→ **WRITTEN INSTRUCTION**:
Convert the material from the line containing "Put a dot on every instance of the blue knit" through the final line of the material, inclusive, into a JSON list of strings with one string per line and blank lines omitted.

##### DATA FOR THIS TASK #####

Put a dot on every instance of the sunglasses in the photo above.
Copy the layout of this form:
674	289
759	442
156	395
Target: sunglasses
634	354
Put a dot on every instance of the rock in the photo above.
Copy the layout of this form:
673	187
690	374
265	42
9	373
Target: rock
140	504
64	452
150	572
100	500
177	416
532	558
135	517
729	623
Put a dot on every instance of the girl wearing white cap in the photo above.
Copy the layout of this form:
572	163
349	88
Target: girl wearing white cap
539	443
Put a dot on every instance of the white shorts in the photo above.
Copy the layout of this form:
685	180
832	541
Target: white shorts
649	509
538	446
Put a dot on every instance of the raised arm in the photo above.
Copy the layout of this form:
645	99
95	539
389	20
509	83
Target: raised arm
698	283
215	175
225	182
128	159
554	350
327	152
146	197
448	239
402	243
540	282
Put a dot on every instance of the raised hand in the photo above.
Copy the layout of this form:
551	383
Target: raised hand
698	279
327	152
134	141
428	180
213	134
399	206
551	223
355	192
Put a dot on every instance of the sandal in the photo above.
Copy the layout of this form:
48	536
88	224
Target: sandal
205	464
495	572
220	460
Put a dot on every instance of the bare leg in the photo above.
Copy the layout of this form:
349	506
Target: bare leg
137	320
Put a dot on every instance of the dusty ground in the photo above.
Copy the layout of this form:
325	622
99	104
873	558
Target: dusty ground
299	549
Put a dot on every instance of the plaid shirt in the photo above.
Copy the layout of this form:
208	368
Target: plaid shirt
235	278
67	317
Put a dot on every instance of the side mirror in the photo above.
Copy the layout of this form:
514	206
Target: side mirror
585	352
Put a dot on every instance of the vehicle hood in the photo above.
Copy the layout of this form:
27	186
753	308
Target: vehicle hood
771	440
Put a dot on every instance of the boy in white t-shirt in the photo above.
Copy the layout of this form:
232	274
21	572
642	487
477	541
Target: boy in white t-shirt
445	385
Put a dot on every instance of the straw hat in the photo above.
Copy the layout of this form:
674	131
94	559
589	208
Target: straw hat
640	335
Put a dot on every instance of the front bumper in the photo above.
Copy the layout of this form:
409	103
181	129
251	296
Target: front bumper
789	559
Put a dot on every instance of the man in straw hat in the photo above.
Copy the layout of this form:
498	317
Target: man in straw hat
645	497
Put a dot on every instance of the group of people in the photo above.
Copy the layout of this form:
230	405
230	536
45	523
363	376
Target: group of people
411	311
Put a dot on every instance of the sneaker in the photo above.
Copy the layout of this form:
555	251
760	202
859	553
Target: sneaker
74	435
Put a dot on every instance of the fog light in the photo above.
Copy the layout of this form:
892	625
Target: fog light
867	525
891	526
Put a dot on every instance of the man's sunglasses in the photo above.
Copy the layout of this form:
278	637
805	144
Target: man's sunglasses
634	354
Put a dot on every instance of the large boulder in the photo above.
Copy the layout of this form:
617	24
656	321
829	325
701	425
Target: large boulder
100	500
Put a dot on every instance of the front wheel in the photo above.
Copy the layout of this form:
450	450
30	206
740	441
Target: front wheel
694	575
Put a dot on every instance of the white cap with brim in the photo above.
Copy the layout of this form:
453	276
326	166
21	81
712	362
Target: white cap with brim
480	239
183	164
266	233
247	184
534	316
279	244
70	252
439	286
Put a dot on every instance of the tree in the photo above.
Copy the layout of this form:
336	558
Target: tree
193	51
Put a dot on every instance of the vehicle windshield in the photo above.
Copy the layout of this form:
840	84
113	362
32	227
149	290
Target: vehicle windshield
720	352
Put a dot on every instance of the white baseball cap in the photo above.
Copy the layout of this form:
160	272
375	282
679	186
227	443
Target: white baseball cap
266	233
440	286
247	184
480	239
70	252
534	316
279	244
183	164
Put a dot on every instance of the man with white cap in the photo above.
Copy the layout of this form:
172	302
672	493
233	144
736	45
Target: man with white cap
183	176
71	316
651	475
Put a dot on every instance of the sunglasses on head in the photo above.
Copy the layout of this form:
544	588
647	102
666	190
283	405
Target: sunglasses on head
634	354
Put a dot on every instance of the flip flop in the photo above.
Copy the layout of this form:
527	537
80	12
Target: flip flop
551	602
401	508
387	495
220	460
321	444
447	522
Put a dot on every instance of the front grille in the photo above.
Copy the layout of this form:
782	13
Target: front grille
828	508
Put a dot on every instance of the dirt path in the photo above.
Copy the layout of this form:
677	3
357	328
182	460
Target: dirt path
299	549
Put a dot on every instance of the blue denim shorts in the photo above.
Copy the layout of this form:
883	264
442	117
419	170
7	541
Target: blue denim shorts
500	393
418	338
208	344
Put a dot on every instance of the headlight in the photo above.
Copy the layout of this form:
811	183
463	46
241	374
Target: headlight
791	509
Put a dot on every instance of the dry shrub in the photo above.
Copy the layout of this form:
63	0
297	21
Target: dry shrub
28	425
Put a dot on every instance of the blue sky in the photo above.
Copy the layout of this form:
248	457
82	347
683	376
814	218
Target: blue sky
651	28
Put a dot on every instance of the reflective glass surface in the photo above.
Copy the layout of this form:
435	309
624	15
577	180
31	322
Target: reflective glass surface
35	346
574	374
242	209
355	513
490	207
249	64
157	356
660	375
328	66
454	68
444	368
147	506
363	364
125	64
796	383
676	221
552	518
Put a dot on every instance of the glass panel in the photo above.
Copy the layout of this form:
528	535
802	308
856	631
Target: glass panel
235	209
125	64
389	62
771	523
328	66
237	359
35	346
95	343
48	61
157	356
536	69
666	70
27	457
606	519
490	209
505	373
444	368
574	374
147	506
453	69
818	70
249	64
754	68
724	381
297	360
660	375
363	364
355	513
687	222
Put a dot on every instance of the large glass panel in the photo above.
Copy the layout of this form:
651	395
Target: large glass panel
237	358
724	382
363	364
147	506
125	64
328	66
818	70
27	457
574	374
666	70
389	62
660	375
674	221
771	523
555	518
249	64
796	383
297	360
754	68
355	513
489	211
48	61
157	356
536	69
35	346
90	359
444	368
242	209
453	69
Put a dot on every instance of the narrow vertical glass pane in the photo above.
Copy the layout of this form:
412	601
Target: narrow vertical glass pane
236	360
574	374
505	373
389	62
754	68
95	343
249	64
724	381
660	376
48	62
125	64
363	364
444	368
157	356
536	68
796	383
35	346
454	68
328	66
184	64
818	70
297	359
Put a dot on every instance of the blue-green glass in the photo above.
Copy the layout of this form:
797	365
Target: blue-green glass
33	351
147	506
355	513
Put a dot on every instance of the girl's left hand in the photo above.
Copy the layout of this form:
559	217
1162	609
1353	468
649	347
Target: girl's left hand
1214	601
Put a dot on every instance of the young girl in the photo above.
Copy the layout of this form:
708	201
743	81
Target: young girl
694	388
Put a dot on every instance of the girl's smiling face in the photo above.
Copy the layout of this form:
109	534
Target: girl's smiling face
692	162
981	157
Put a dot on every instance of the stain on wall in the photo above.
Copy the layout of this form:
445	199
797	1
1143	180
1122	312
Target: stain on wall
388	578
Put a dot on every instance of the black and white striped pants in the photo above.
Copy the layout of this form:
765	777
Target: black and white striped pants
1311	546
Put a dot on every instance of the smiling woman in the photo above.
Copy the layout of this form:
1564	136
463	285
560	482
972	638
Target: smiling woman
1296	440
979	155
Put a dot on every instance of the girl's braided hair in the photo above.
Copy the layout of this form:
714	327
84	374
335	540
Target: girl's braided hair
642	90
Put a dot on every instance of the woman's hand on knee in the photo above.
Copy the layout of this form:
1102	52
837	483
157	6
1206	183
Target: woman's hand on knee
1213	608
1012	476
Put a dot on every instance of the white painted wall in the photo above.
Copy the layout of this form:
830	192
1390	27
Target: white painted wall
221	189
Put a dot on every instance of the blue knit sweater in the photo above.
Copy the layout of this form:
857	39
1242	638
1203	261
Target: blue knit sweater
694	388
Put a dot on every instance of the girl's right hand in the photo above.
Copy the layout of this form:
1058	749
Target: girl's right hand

#####

→ **COMPLETE RESPONSE**:
[
  "Put a dot on every instance of the blue knit sweater in the photo above.",
  "Copy the layout of this form:",
  "857\t39",
  "1242\t638",
  "1203\t261",
  "Target: blue knit sweater",
  "694\t388",
  "Put a dot on every instance of the girl's right hand in the photo above.",
  "Copy the layout of this form:",
  "1058\t749",
  "Target: girl's right hand"
]